# Zu erledigen
Kopiere bitte aus den Daten wortgetreu den Abschnitt, der mit der Zeile beginnt, die „Where can the white foam“ enthält, und mit der Zeile endet, die „pixel 15 179“ enthält. Beide Zeilen gehören dazu.

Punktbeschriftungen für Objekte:
◆ ◆ ◆ ◆ ◆ ◆ ◆
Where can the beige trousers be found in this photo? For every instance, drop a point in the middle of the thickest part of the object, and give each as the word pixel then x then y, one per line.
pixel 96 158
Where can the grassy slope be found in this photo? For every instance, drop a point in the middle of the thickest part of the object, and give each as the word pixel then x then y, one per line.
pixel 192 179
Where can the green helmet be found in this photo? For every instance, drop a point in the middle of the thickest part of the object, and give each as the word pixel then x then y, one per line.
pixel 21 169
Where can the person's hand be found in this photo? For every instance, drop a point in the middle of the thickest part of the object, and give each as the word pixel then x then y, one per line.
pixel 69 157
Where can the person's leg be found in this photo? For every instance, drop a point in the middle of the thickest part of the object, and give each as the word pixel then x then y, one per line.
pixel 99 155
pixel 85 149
◆ ◆ ◆ ◆ ◆ ◆ ◆
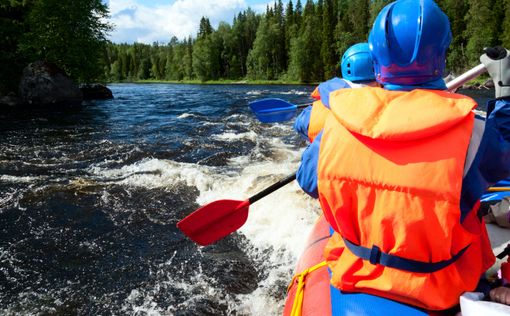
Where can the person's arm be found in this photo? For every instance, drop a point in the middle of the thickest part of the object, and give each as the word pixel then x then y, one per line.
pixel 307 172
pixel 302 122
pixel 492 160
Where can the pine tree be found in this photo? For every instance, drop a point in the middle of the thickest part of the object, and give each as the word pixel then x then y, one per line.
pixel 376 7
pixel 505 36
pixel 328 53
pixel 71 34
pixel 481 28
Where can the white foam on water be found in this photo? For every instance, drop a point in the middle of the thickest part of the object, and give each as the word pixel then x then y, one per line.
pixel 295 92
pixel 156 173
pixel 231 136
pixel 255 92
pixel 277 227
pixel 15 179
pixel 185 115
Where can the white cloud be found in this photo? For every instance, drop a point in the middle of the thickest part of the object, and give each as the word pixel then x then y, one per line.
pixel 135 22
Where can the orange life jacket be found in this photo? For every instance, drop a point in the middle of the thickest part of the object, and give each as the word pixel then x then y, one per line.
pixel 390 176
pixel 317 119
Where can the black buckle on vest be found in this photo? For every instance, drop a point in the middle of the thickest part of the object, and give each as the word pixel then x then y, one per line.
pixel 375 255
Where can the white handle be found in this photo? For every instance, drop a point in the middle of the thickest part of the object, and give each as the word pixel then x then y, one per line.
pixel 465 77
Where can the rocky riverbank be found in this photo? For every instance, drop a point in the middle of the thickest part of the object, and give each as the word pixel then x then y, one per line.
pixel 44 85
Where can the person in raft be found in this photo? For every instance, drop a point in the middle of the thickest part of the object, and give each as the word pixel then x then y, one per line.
◆ ◆ ◆ ◆ ◆ ◆ ◆
# Lösung
Where can the white foam on water be found in this photo? For every instance, drop a point in the middle of the thickest part of the object, and give each as the word pixel then x then y, one per line.
pixel 295 92
pixel 156 173
pixel 231 136
pixel 255 92
pixel 277 227
pixel 15 179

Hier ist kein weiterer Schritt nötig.